- **What you need to do**:
What is needed is the complete listing, repeated exactly.

+ + + + +

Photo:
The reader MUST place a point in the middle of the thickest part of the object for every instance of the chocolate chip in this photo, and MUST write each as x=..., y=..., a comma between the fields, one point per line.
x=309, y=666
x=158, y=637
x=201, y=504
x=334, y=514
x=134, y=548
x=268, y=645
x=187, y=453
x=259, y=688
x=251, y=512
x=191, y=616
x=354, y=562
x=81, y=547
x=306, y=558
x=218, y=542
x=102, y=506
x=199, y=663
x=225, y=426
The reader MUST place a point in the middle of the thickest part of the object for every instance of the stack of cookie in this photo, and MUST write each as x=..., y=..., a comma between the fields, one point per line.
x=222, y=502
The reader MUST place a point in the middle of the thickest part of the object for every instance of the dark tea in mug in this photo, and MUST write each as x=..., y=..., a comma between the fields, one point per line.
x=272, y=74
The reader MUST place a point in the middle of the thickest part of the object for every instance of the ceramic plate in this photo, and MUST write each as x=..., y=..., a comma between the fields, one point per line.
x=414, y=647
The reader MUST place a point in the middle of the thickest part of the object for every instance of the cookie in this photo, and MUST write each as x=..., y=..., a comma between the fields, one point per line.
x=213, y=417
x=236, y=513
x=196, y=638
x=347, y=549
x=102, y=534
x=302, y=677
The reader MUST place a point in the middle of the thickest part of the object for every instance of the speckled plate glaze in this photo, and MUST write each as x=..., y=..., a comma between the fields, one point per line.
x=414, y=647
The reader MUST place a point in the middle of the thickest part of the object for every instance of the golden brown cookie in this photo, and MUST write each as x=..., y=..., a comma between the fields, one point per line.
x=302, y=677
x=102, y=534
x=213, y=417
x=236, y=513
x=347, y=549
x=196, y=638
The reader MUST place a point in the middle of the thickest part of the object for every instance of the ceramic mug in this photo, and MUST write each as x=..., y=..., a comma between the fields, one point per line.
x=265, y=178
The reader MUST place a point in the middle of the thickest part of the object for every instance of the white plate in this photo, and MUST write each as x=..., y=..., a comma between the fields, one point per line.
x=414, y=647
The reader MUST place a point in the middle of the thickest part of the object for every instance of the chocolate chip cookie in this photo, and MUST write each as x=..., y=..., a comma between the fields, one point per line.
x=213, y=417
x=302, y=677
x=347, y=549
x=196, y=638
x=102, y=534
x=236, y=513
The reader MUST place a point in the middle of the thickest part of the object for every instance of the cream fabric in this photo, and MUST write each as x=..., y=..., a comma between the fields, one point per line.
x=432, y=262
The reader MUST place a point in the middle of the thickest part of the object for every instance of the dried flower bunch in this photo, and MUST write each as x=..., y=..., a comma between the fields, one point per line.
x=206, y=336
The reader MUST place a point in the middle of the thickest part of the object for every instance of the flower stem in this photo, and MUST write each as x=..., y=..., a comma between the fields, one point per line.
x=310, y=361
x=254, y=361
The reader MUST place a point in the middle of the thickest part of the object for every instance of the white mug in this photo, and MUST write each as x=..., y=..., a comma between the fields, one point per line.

+ + + + +

- **Answer to this exercise**:
Photo:
The reader MUST place a point in the middle of the thickest part of the object for every instance of the chocolate chip in this photo, and MUST write each as x=..., y=..., a comma between the fields, one point per line.
x=309, y=666
x=158, y=637
x=201, y=504
x=334, y=514
x=134, y=548
x=268, y=645
x=187, y=453
x=259, y=688
x=251, y=512
x=191, y=616
x=354, y=562
x=81, y=547
x=306, y=558
x=218, y=542
x=102, y=506
x=199, y=663
x=225, y=426
The reader MUST place a point in the middle of the thickest part of the object for every instance of the stack of cookie in this photo, and MUST write each as x=..., y=..., a comma between the fields, one point per line.
x=222, y=502
The reader MUST place a point in the middle of the thickest part of the object for every instance of the dark tea in mug in this photo, and MUST write each as x=..., y=..., a comma between the fields, one point per line.
x=272, y=74
The reader MUST place a point in the middle of the thickest part of the object for every instance of the ceramic plate in this photo, and MUST write each as x=..., y=..., a comma between the fields, one point per line.
x=414, y=647
The reader MUST place a point in the middle of the thickest part of the object for every instance of the cookie in this photo, and MUST write each as x=..., y=..., a comma between the fields, one point per line.
x=213, y=417
x=236, y=513
x=196, y=638
x=347, y=549
x=102, y=534
x=302, y=677
The reader MUST place a point in the middle of the thickest part of the object for every instance of the speckled plate glaze in this photo, and MUST write each as x=..., y=..., a comma between the fields, one point per line.
x=414, y=647
The reader MUST place a point in the middle of the thickest part of the object for every instance of the golden brown cookie in this photo, and MUST write each as x=..., y=..., a comma between the fields, one point per line.
x=302, y=677
x=102, y=534
x=213, y=417
x=236, y=513
x=347, y=549
x=196, y=638
The reader MUST place a point in the middle of the thickest part of the object for every instance of the ceramic mug in this photo, and MUST write each as x=..., y=..., a comma between the fields, one point per line.
x=265, y=178
The reader MUST place a point in the middle of the thickest part of the object for every instance of the white plate in this photo, and MUST write each as x=..., y=..., a comma between the fields, one point per line.
x=414, y=647
The reader MUST place a point in the middle of the thickest part of the object for every instance of the chocolate chip cookie in this photo, and MUST write each as x=..., y=..., a comma between the fields, one point per line.
x=213, y=417
x=302, y=677
x=347, y=549
x=196, y=638
x=102, y=534
x=236, y=513
The reader MUST place a point in the middle of the thickest part of the object for every instance of the cream fabric in this photo, and MUST write each as x=..., y=..., a comma between the fields, one point per line.
x=432, y=262
The reader MUST place a point in the middle of the thickest part of the object for every instance of the dried flower bunch in this photo, and MUST write each as x=..., y=..., a comma between the fields, one point per line.
x=206, y=336
The reader MUST place a point in the middle of the thickest part of the object for every instance of the flower stem in this photo, and MUST write each as x=..., y=..., a comma between the fields, one point per line.
x=310, y=361
x=254, y=361
The reader MUST place a point in the middle of the thickest part of the object for every instance of the white mug in this photo, and MUST write each as x=..., y=..., a comma between the fields, one point per line.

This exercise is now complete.